Verilen Sorun 1 ->
Aşağıdaki listenin ilk satırından başlayıp "196], [200, 215]]" içeren satıra kadar, o satır da dahil, her şeyi aynen tekrar yazın. Resimleri lütfen cevaba koymayın.

Cuma, Aralık 4

Yer Kabuğu

Gidiyorduk düştük.
Tökezlemeden oldu. Sadece düştük. Topraktı yer pantolonum kirlendi,çırpmayı aklıma getiremeden yola devam ettim.
Altında birşeyler aranacak cümleler değil bunlar.Sadece olanları söylüyorum,bi niteliği yok. Varsa da yazarak görmek istiyorum.Çünkü çoğu zaman öyle olur. Yani düşünmeden yazınca gelir her şey.
Yanımda C. vardı. Herkesin hayatında bir C. vardır zaten. Benimki de onlardan işte. Nasıl karizmatik duruyor demi. C. demesi. Sanki birşey.
O akşam yine balık ekmek yemeye gidiyorduk. Durup bi köşede sigara içelim dedik. Çünkü hava rüzgarlıydı ve bir köşeye sinip insanları izlemekten büyük keyif alıyorduk.

Verilen Sorun 2 ->
Yukarıdaki "Yer Kabuğu" yazısında anlatıcı ile C., balık ekmek yemeye giderken neden bir köşede durup sigara içmeye karar veriyor? Bir ile üç cümle arasında açıklayın.

Çıkarılan Kayıtlar ->
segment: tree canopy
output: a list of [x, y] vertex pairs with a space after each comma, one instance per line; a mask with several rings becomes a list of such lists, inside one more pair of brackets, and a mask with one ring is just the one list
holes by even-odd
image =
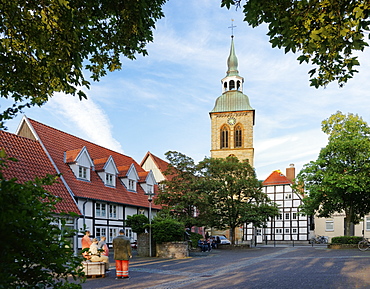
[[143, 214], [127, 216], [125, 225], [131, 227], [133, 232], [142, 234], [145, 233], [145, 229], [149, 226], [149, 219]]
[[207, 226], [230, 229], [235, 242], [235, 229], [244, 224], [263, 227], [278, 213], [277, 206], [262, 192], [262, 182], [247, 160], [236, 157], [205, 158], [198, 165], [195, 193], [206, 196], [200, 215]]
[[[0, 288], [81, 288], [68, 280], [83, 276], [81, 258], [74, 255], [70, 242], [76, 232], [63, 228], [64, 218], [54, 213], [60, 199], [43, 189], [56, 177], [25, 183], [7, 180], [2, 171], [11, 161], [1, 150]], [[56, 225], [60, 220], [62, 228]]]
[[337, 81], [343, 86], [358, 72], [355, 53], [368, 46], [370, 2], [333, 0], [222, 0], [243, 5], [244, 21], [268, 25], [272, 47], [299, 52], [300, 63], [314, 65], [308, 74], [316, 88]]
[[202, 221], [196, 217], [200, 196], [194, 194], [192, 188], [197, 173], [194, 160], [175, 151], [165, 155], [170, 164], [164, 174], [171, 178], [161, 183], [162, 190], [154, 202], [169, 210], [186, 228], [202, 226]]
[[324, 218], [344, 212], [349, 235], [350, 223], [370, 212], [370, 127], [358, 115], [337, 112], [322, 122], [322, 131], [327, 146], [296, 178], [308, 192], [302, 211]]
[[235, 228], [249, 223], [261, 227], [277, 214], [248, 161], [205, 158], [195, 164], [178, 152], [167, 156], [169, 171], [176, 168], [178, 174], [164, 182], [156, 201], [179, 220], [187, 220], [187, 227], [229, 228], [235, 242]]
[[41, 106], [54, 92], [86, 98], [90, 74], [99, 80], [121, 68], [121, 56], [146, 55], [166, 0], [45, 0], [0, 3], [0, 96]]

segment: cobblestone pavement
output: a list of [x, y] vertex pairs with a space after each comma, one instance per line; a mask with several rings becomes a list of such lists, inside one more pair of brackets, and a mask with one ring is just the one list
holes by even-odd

Nihai Sonuç 1 ->
segment: tree canopy
output: a list of [x, y] vertex pairs with a space after each comma, one instance per line; a mask with several rings becomes a list of such lists, inside one more pair of brackets, and a mask with one ring is just the one list
holes by even-odd
image =
[[143, 214], [127, 216], [125, 225], [131, 227], [133, 232], [142, 234], [145, 233], [145, 229], [149, 226], [149, 219]]
[[207, 226], [230, 229], [235, 242], [235, 229], [244, 224], [263, 227], [278, 213], [277, 206], [262, 192], [262, 182], [247, 160], [236, 157], [205, 158], [198, 165], [195, 193], [206, 196], [200, 215]]

Nihai Sonuç 2 ->
Hava rüzgârlıydı. Ayrıca bir köşeye sinip insanları izlemekten büyük keyif alıyorlardı.